▼▼▼

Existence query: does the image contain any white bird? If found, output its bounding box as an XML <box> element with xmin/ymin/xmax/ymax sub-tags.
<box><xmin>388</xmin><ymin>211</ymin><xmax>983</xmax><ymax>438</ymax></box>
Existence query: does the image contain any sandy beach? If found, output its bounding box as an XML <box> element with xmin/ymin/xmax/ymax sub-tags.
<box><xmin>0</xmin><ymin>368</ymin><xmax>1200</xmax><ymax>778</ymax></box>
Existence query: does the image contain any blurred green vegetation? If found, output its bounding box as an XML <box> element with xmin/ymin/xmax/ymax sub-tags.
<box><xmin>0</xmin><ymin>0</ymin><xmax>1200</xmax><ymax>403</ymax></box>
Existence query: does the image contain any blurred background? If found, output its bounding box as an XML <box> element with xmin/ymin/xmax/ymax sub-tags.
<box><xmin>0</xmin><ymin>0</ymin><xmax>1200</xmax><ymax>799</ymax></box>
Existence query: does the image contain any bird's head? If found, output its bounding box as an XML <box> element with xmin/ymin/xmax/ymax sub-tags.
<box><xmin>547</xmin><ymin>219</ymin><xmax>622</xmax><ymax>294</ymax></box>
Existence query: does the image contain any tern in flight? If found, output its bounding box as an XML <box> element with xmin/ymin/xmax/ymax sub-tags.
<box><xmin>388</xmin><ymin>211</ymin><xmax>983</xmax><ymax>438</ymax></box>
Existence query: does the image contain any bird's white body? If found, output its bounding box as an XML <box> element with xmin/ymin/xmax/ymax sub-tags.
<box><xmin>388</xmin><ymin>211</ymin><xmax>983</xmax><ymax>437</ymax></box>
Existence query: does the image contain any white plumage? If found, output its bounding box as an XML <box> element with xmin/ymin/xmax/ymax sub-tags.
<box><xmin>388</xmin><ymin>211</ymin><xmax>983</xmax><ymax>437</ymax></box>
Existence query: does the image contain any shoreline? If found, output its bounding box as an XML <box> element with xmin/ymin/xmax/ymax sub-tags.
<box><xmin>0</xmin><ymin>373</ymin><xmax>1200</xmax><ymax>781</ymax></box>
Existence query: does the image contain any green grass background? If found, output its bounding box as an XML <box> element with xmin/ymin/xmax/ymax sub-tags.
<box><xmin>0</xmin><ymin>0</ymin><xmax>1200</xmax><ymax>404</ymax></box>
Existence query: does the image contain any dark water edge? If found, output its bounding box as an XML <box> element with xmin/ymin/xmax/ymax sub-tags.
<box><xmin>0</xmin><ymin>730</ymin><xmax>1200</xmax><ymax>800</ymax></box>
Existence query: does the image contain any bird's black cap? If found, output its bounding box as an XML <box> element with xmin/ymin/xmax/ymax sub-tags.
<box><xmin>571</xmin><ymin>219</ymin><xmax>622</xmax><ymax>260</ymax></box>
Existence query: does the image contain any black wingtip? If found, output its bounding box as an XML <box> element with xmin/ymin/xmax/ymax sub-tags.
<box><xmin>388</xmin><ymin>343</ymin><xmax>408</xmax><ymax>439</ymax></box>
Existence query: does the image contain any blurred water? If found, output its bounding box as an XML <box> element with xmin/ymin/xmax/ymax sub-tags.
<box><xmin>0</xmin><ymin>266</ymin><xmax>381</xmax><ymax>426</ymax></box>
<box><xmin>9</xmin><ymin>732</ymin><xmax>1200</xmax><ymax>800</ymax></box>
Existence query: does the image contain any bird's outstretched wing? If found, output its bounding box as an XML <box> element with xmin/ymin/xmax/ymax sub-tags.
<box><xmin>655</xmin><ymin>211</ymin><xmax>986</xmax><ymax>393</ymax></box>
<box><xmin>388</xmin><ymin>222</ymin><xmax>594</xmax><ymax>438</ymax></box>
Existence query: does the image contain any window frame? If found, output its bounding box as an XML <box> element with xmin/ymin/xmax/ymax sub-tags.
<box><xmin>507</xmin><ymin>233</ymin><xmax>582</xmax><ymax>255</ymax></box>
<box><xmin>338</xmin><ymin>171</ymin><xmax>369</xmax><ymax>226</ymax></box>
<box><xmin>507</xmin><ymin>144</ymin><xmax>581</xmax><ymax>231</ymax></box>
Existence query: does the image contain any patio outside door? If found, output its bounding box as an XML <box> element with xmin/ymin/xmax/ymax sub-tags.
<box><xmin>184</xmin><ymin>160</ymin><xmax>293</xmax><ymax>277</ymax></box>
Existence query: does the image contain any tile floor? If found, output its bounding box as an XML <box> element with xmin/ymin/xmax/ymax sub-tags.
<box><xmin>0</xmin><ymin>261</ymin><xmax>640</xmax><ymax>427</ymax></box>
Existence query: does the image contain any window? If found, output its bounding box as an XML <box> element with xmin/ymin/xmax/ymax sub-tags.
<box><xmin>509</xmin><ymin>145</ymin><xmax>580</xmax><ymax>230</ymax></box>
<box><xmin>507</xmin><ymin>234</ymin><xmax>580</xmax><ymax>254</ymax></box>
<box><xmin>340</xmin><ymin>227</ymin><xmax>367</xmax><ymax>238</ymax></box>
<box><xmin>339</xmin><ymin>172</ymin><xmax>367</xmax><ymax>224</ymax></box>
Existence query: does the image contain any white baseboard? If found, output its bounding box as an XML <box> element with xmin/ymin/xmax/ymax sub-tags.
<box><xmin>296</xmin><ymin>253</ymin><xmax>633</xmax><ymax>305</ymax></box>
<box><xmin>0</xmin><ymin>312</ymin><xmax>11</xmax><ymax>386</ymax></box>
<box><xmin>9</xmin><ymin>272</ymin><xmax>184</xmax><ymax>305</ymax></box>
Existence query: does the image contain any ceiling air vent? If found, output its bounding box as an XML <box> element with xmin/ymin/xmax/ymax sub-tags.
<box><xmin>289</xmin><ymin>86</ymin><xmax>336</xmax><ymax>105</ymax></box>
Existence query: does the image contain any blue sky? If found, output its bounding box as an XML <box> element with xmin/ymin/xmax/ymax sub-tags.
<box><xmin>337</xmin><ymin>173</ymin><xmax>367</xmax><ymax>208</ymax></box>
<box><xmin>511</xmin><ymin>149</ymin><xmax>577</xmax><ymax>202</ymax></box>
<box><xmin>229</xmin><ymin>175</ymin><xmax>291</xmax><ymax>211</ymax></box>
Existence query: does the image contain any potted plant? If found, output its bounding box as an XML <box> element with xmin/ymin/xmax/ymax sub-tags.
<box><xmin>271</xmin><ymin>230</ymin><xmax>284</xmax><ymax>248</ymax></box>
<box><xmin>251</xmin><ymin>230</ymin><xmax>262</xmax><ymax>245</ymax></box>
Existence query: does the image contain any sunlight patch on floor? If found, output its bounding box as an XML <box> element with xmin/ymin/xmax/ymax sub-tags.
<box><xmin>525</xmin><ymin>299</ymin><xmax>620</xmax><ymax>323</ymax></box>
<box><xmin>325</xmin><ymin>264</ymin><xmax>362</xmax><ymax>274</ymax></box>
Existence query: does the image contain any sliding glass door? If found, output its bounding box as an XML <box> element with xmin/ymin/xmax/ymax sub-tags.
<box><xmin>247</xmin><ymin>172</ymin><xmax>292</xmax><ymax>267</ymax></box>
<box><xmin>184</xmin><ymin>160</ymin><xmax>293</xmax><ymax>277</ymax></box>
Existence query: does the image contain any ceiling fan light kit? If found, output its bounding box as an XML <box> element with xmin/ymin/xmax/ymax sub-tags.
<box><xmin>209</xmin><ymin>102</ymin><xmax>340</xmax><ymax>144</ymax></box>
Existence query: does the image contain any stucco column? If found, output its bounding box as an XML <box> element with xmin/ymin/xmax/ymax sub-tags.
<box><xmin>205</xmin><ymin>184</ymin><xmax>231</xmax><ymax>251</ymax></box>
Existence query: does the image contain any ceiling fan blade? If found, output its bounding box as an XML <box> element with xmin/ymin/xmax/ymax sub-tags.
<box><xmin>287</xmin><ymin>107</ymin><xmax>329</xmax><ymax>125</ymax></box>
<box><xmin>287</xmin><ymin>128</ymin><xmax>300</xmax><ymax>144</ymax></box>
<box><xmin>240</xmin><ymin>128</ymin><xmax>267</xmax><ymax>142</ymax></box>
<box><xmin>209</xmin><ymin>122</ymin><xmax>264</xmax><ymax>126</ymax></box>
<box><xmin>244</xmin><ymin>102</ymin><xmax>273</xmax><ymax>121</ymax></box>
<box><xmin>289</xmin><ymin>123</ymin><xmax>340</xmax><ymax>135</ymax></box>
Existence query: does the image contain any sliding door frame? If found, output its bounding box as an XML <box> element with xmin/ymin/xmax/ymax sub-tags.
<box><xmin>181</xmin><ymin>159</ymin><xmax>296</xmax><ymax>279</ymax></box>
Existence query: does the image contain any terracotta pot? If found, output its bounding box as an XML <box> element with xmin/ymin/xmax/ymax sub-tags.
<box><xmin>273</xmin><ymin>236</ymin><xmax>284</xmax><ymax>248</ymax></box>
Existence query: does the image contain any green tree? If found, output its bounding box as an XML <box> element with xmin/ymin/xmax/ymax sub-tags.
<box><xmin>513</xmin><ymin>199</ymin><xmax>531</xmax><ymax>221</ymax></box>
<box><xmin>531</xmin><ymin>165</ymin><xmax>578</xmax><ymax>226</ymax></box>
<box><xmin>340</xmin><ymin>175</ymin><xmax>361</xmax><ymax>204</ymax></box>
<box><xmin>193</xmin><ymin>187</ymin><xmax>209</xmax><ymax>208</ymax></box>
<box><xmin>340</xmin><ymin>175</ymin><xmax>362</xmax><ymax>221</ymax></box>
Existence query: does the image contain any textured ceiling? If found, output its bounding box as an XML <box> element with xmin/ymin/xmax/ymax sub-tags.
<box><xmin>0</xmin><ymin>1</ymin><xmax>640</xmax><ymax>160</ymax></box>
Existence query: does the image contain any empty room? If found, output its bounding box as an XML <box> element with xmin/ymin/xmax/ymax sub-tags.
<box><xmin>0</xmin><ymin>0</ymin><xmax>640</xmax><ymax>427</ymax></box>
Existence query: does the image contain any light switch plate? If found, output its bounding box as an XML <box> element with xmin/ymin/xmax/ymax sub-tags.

▲▲▲

_What the task requires:_
Give only the number of lines in the records above that contain the word "background".

_Correct response:_
2